Extracted material:
════
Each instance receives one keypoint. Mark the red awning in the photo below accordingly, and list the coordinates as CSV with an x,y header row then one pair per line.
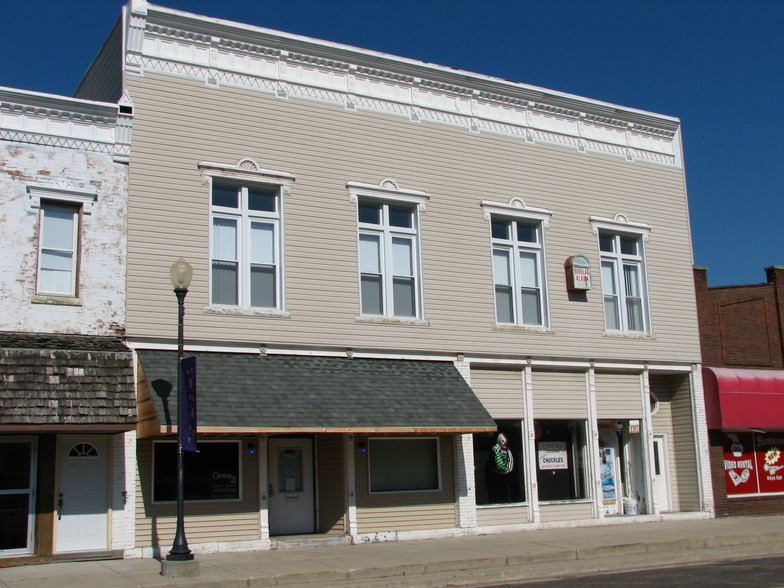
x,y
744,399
════
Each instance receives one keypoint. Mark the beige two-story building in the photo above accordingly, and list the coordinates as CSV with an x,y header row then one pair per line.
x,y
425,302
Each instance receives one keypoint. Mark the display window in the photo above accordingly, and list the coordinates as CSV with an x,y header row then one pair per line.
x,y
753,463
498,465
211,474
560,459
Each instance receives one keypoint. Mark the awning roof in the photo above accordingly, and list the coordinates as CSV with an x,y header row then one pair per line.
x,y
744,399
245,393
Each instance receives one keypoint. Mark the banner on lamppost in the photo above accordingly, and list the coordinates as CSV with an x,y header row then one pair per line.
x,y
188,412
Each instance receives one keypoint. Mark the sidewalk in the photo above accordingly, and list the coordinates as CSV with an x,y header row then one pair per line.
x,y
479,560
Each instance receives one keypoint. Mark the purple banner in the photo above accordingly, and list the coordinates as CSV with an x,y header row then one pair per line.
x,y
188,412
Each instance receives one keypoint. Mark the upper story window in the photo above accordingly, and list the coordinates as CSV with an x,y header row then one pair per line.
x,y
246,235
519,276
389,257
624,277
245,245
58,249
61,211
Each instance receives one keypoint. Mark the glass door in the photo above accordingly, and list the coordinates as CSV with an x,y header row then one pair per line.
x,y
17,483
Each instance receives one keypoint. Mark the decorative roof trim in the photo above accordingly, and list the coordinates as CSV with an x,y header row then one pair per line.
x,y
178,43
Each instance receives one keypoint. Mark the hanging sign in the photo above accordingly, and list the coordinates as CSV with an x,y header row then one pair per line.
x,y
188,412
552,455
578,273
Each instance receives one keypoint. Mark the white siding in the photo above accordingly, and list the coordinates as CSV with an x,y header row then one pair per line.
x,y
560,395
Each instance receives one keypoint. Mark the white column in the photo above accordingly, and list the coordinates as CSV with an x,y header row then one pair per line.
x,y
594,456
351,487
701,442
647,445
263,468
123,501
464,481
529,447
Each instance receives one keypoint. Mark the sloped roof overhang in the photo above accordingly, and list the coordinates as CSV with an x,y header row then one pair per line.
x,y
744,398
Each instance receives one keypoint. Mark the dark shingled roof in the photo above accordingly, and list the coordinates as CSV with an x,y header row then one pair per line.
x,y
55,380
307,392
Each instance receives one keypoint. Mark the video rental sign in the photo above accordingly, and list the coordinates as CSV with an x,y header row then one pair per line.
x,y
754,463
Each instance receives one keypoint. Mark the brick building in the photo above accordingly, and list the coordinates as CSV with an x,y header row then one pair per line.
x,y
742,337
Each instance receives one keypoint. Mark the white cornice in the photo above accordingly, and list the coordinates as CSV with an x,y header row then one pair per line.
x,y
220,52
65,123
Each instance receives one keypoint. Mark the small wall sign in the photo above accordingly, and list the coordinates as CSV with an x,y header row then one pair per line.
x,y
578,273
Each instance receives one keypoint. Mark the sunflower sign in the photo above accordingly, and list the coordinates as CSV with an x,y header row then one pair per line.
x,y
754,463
════
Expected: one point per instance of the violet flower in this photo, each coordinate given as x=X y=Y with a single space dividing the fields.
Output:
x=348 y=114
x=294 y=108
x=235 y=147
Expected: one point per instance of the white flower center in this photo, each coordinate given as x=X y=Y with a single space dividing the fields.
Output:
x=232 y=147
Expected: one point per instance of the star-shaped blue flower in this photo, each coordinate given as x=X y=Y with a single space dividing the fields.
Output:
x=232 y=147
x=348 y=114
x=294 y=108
════
Written instruction:
Return every line of the material above that contains the word "given", treating uppercase and lowercase letters as distinct.

Expected answer:
Expected: one point per instance of the violet flower in this photo, each coordinate given as x=X y=Y with a single space dividing the fields.
Expected: one point per instance of the white flower center in this photo, each coordinate given as x=X y=Y with a single space dividing the fields.
Expected: one point per instance of the star-shaped blue flower in this photo, each coordinate given as x=X y=Y with a single space dividing the fields.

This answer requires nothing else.